Written instruction:
Substitute "open sky" for every occurrence of "blue sky" in the records below, and write the lines out again with nothing else altered.

Listed records:
☆ ☆ ☆

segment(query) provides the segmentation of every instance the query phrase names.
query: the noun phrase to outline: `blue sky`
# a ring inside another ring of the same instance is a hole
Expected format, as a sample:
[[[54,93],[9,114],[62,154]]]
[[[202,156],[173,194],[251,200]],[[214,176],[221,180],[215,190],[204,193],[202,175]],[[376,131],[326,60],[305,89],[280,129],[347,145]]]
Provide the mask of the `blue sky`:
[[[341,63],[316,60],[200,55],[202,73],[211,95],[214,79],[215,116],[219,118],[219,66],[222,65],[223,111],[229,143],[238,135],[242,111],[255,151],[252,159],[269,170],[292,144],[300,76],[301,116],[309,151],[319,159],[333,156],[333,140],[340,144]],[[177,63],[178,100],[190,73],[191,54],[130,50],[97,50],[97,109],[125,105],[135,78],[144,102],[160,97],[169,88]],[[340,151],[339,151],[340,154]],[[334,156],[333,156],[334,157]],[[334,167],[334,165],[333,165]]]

☆ ☆ ☆

The output:
segment(query) provides the segmentation of every instance the query phrase names.
query: the noun phrase to outline: `open sky`
# a ring inside another ring of the same instance is a hole
Expected format, as a sample:
[[[54,93],[9,114],[62,154]]]
[[[202,156],[173,194],[251,200]],[[214,176],[221,180],[215,190],[204,193],[202,175]],[[376,131],[326,60],[305,89],[280,129],[347,145]]]
Provide the mask of the `open sky`:
[[[341,63],[316,60],[200,55],[202,73],[211,95],[214,79],[215,116],[219,118],[219,66],[222,65],[223,111],[229,143],[238,135],[242,111],[255,151],[252,159],[269,170],[292,144],[300,76],[301,116],[309,151],[319,159],[333,156],[333,140],[340,144]],[[177,63],[178,100],[190,73],[191,54],[130,50],[97,50],[97,109],[125,105],[135,78],[144,102],[160,97],[169,88]],[[340,151],[339,151],[340,154]],[[334,156],[333,156],[334,157]],[[334,167],[334,165],[333,165]]]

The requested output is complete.